## The request
Rewrite the lines of the entries below as a numbered list, starting with the line that contains "Would you confirm the presence of any wooden plank" and continuing through the line that contains "428, 186, 486, 199". Leave out any blank lines.

## Input for this task
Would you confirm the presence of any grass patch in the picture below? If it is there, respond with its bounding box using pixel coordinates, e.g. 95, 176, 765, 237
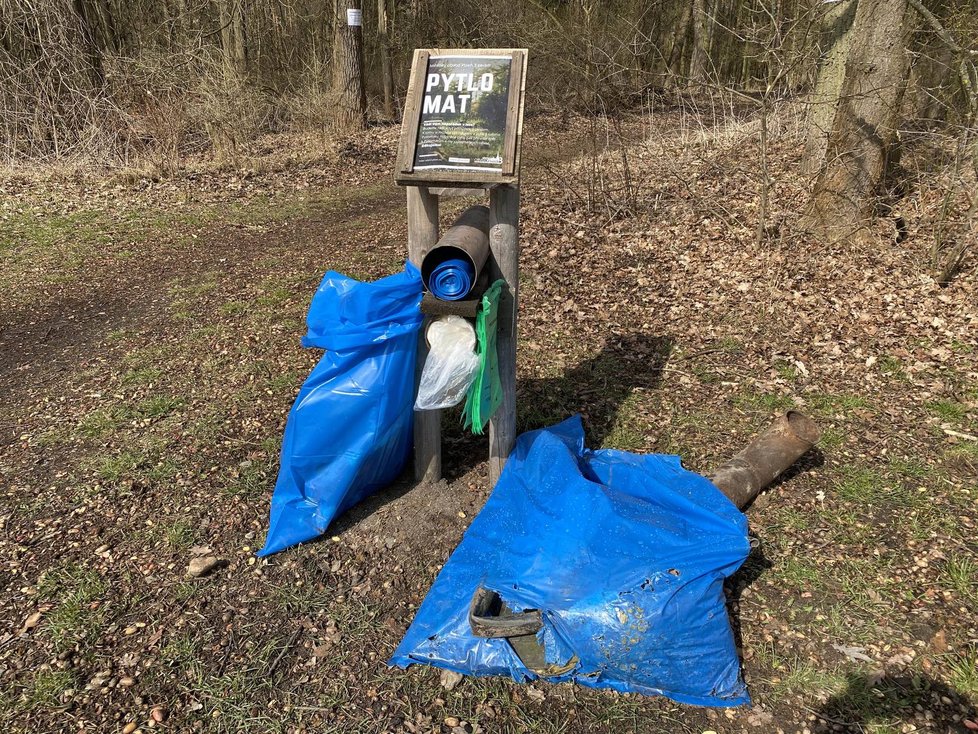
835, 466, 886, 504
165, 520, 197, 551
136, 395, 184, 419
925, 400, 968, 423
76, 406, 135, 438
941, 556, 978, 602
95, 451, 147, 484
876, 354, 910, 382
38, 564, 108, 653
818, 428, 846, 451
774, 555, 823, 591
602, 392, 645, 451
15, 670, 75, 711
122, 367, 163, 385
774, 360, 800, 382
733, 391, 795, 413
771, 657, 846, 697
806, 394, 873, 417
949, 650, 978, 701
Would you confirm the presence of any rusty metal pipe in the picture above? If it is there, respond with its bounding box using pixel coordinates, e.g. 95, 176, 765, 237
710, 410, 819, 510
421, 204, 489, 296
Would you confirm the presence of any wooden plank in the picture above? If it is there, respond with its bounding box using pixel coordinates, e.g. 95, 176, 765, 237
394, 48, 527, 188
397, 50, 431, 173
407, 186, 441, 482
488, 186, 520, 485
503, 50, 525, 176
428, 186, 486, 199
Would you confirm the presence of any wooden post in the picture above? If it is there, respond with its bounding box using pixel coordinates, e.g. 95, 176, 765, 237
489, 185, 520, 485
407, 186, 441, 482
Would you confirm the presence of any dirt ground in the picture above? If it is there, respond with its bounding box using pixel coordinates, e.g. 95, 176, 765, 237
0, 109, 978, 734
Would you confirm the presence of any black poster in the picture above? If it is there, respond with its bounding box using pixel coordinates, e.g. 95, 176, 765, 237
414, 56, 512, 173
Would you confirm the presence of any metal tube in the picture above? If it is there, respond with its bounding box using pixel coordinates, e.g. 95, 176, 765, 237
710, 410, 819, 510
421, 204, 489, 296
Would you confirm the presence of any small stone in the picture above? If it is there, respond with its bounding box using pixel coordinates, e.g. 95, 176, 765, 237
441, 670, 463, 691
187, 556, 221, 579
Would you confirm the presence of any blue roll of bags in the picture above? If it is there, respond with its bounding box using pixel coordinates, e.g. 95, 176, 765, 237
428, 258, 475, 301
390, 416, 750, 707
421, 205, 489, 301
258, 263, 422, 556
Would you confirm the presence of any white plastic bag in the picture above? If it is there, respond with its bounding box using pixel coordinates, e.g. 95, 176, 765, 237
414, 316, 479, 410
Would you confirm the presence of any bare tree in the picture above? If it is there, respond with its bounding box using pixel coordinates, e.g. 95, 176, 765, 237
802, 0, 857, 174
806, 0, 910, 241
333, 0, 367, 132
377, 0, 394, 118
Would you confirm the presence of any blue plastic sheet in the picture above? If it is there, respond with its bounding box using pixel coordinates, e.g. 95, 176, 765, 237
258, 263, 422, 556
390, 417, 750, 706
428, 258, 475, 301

--

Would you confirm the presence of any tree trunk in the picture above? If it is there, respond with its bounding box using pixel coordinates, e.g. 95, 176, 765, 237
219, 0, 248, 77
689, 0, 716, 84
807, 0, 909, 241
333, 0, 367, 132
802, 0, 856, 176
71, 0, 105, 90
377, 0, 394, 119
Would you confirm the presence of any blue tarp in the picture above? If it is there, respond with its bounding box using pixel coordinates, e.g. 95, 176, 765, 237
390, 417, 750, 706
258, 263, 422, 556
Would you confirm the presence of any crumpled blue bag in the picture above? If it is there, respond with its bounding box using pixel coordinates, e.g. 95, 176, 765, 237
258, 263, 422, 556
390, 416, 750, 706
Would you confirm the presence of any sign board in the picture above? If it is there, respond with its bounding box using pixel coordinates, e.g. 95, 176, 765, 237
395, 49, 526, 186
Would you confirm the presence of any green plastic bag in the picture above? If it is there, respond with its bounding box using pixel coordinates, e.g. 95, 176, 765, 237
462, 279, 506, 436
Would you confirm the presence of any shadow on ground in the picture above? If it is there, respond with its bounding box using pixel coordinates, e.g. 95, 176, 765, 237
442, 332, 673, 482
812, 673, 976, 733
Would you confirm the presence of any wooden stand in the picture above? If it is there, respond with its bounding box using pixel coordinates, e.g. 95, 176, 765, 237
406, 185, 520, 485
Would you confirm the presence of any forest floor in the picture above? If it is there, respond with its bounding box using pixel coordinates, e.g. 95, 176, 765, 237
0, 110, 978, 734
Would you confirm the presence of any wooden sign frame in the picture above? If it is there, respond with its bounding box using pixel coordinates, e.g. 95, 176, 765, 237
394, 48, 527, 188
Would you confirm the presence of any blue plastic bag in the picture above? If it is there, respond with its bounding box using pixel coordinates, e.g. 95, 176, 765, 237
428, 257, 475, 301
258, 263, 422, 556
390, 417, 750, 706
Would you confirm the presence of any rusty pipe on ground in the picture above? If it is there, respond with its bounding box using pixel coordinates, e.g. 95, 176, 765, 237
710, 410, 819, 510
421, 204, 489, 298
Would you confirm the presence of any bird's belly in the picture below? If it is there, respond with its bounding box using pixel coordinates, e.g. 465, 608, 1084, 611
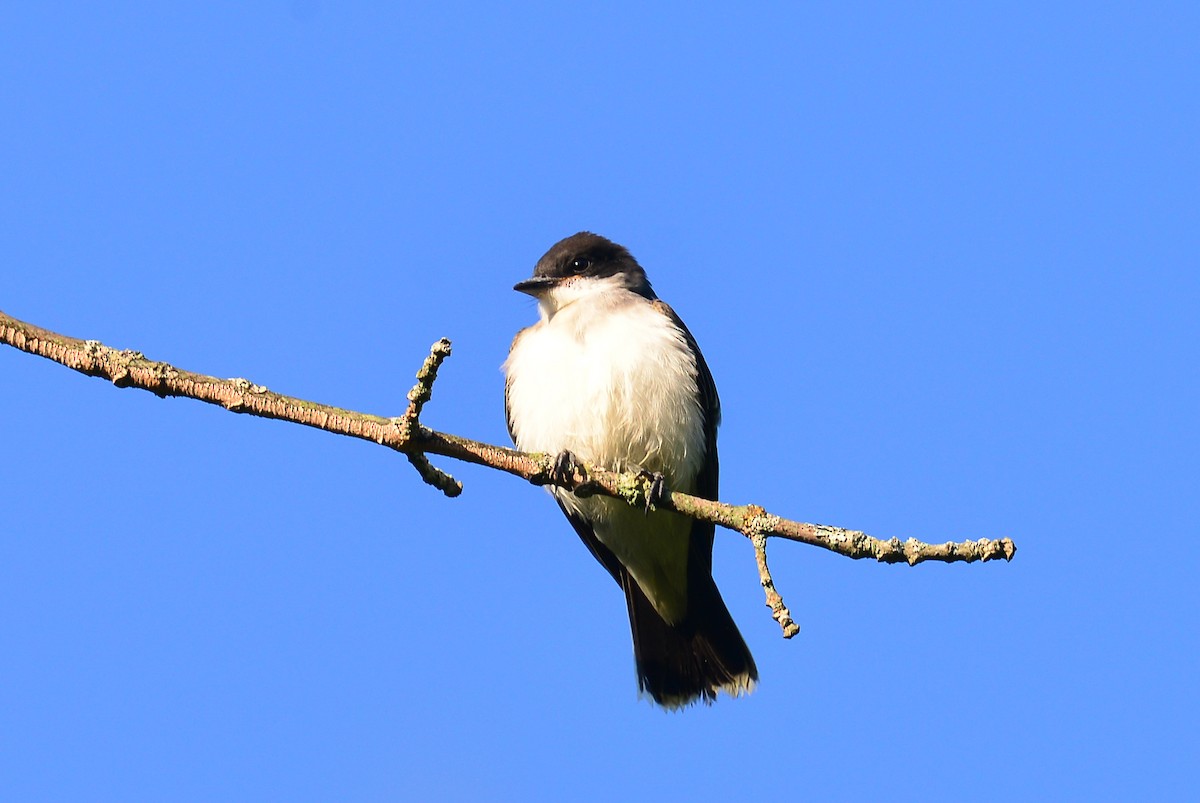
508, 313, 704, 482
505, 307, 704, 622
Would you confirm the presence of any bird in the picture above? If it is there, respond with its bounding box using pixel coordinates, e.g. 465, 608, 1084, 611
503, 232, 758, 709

## Result below
1. Would you confirm the presence of any wooden plank in the picture above? If it is there, respond with its bounding box using pixel coordinates, e.g. 95, 176, 765, 237
2. 394, 48, 527, 188
3. 397, 50, 431, 173
4. 407, 186, 441, 482
5. 488, 186, 520, 485
6. 503, 50, 525, 176
7. 428, 186, 486, 199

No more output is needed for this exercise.